◆ **TASK DESCRIPTION**
Your response should consist of the entries below, written out exactly.

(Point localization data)

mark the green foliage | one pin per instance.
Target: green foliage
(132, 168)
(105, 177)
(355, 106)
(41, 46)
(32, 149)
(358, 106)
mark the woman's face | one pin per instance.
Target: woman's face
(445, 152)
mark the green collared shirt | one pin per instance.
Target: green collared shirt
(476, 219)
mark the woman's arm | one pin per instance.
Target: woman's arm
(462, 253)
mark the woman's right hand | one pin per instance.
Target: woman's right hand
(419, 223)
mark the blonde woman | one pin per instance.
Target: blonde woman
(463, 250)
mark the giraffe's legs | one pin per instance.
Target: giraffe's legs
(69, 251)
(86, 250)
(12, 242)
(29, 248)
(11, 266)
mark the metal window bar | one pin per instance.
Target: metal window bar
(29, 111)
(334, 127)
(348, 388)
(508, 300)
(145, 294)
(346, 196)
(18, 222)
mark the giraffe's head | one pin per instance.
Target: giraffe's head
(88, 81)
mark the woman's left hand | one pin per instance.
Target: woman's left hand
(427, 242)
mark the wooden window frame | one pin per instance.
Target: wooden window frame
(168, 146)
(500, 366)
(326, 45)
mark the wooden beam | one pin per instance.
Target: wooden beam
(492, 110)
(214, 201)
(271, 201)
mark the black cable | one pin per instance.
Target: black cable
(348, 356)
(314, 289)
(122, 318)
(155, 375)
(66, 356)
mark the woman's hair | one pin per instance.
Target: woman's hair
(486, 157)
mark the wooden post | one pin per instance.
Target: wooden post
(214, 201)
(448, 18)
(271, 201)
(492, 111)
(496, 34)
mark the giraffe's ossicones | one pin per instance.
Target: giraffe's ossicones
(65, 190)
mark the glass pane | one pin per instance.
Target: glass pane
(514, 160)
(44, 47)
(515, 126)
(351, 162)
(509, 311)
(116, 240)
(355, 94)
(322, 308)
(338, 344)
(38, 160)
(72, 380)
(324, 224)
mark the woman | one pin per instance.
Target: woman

◆ **FINISHED EXERCISE**
mark the green foliage | one pin per instance.
Target: green foliage
(132, 168)
(105, 177)
(355, 106)
(41, 46)
(32, 149)
(358, 106)
mark the woman's face | one pin per instance.
Target: woman's face
(445, 152)
mark the green collared shirt | one pin per instance.
Target: green collared shirt
(476, 219)
mark the woman's arm | one pin per instance.
Target: woman's arm
(462, 253)
mark the woman's right hand | one pin per instance.
Target: woman's right hand
(419, 223)
mark the blonde woman | one pin per instance.
Target: blonde woman
(463, 250)
mark the giraffe's legs | one pin per instance.
Target: giraffe's legs
(69, 251)
(86, 250)
(12, 242)
(29, 248)
(11, 266)
mark the metal window bar | one pin per instance.
Target: metal window bar
(29, 111)
(334, 127)
(348, 388)
(508, 300)
(145, 294)
(346, 196)
(18, 222)
mark the giraffe's head | one pin per instance.
Target: giraffe's head
(88, 81)
mark the woman's left hand | one pin per instance.
Target: woman's left hand
(427, 242)
mark the wooden window frame | one pin per instance.
Target: wooden window frame
(168, 146)
(500, 366)
(326, 45)
mark the wooden beam | one pin per instance.
Target: wooden beam
(492, 110)
(214, 201)
(271, 201)
mark the black cable | one pin per instance.
Target: black cable
(348, 356)
(314, 289)
(122, 318)
(155, 375)
(66, 356)
mark the woman's hair | one pin per instance.
Target: woman's hair
(486, 157)
mark the wooden post | one pin per instance.
Target: wooden post
(214, 201)
(448, 18)
(271, 201)
(492, 111)
(496, 34)
mark the giraffe's ossicones | one pin per instance.
Target: giraffe's ossicones
(65, 190)
mark the glass pane | one pin per instance.
Target: glass pane
(514, 160)
(44, 47)
(515, 126)
(351, 162)
(509, 311)
(116, 240)
(355, 94)
(322, 308)
(338, 344)
(38, 160)
(72, 380)
(324, 224)
mark the woman | one pin per instance.
Target: woman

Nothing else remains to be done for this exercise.